## Extracto del documento
============================================================
BESAR con la mirada
LA CRÍTICA SE HA MOSTRADO UNÁNIME CON LA ÚLTIMA CINTA DEL DIRECTOR POLACO PAWEL PAWLIKOWSKI, UNA OBRA MAESTRA SOBRE LOS ALTIBAJOS DE UN AMOR EN LA CONVULSA EUROPA DE LA GUERRA FRÍA. SUS INTÉRPRETES, SU MÚSICA Y SU SUGESTIVA FOTOGRAFÍA EN BLANCO Y NEGRO ELEVAN A COLD WAR A LA CATEGORÍA DE ARTE.
Cold war –premio al mejor director en el pasado Cannes– participa del mismo concepto visual que Ida, la anterior película del polaco Pawel Pawlikowski: fotografía en blanco y negro, formato cuadrado y punto de vista siempre personal y bastante heterodoxo. La historia, lógicamente, es muy distinta. Empieza a finales de los 40 del pasado siglo. Wiktor es un pianista que forma parte de un comité de selección de jóvenes valores para crear un coro y ballet de música folclórica polaca. Entre las cantantes, pronto destaca Zula; por su voz, pero también por su belleza, su personalidad, y hasta por su historia, presidida por un acontecimiento familiar terrible. Entre ellos surge el amor, pero en estos primeros pasos –la película está dividida en capítulos, con una estructura quebrada y voluntariamente descompensada– se hace patente el peso de la política, en un país como la Polonia satélite forzosa de la URSS. Hasta el punto de que se intenta que los números folclóricos den cabida a absurdas loas a Stalin y al régimen soviético.
LAS DOS ORILLAS DE EUROPA
Viktor escapa a Europa occidental y consigue establecerse en París tocando el piano en clubs de jazz y viviendo con estrecheces. Por fin, Zula se reúne con él y comienzan a vivir plenamente su amor, mientras ella alcanza el éxito como cantante y el reconocimiento artístico e intelectual de la sociedad parisina. Pero pronto el carácter caprichoso de Zula provocará conflictos, celos, peleas y, por fin, la separación. Sus caminos se bifurcan, y a lo largo de más de una década, volverán a coincidir y a divergir entre las dos
orillas de Europa separadas por la Guerra Fría a la que hace mención el título. Ambos saben que nunca podrán dejar de quererse, y sin embargo no sabrán impedir que la distancia y el tiempo abran un abismo entre ellos –el que va de la libertad en Francia a la ocupación y la opresión soviética en Polonia– que solo al final, un final tan desolador como poético, tan triste como hermoso, encontrará remedio.
Dice Pawlikowski que pretende que sus personajes aparezcan presionados por su contexto histórico y que sus acciones individuales tengan una importante repercusión en ese contexto. Es evidente en Cold war, y la fuerza del guion se demuestra en cómo sus protagonistas, que viven presos de la situación política, económica y social de su entorno, son a la vez partícipes de una historia de amor universal, que traspasa las fronteras geográficas y temporales. Del mismo modo, justifica el empleo del blanco y negro –maravillosa fotografía, como en Ida, de Lukasz Zal– como medio de retratar mejor la Polonia de los años 50 y 60, un registro más dramático y contundente que cualquier forma de color.
============================================================
## Material proporcionado
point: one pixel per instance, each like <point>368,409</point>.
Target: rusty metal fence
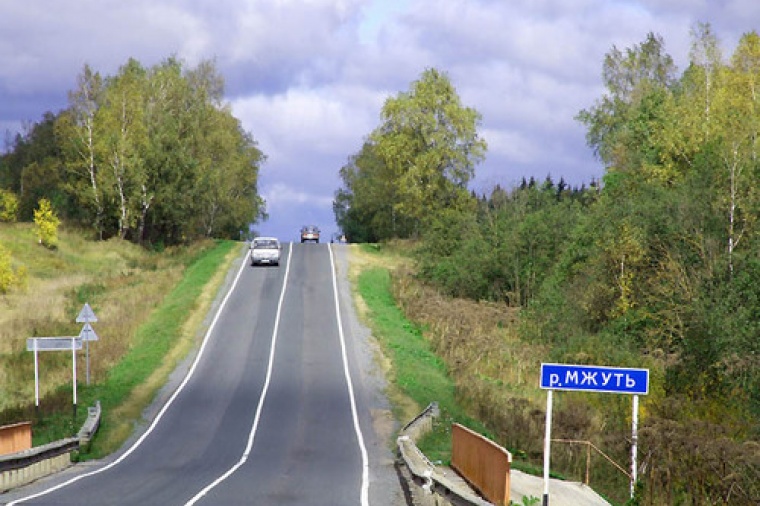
============================================================
## Tareas
a: Según la reseña de Cold war, ¿qué premio recibió la película en Cannes?
b: Transcribe de la reseña de Cold war todo el pasaje que va desde "Dice Pawlikowski que" hasta "forma de color.", ambos incluidos.

## Respuestas
a: El premio al mejor director.

b:
Dice Pawlikowski que pretende que sus personajes aparezcan presionados por su contexto histórico y que sus acciones individuales tengan una importante repercusión en ese contexto. Es evidente en Cold war, y la fuerza del guion se demuestra en cómo sus protagonistas, que viven presos de la situación política, económica y social de su entorno, son a la vez partícipes de una historia de amor universal, que traspasa las fronteras geográficas y temporales. Del mismo modo, justifica el empleo del blanco y negro –maravillosa fotografía, como en Ida, de Lukasz Zal– como medio de retratar mejor la Polonia de los años 50 y 60, un registro más dramático y contundente que cualquier forma de color.